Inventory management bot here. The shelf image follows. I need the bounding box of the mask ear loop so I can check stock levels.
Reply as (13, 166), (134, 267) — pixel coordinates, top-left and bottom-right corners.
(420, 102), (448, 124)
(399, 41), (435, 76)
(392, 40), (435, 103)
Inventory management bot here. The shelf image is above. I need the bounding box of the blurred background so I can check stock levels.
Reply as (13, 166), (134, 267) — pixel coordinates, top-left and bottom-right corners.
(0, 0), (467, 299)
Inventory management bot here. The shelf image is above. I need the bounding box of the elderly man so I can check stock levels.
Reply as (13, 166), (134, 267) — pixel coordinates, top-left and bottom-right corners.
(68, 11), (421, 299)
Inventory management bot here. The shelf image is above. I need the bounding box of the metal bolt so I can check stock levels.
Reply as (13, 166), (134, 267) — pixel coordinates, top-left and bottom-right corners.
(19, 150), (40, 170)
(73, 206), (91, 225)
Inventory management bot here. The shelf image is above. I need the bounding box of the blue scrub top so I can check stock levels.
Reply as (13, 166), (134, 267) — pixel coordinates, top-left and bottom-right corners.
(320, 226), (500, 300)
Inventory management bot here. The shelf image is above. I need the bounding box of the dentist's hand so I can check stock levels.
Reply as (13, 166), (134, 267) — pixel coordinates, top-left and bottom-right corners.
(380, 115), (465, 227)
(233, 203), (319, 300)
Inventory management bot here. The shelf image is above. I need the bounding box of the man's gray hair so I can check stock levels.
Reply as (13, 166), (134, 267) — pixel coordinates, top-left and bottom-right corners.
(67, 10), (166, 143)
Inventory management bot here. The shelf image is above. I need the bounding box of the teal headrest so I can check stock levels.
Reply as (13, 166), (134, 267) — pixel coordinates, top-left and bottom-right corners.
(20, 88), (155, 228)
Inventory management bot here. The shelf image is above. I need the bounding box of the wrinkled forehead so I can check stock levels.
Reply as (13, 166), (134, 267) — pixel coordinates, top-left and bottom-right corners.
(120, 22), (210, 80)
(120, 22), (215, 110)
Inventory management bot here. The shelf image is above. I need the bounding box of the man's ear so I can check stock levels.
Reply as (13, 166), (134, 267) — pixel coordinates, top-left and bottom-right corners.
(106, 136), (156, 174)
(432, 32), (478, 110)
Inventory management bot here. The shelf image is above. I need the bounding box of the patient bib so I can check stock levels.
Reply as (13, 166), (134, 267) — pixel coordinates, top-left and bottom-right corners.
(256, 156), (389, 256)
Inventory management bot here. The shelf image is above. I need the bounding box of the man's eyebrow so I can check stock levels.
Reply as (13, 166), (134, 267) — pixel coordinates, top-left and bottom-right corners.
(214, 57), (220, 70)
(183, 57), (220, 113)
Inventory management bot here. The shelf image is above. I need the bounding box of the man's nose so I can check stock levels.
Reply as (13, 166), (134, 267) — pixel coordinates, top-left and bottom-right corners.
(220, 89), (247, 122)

=== What is required ===
Locate every line above that contains the string "gray" and copy each of those lines in full. Case counts.

=== Exercise response ===
Inventory management bot here. The shelf image is above. I need the bounding box of the man's gray hair so I can check stock levels.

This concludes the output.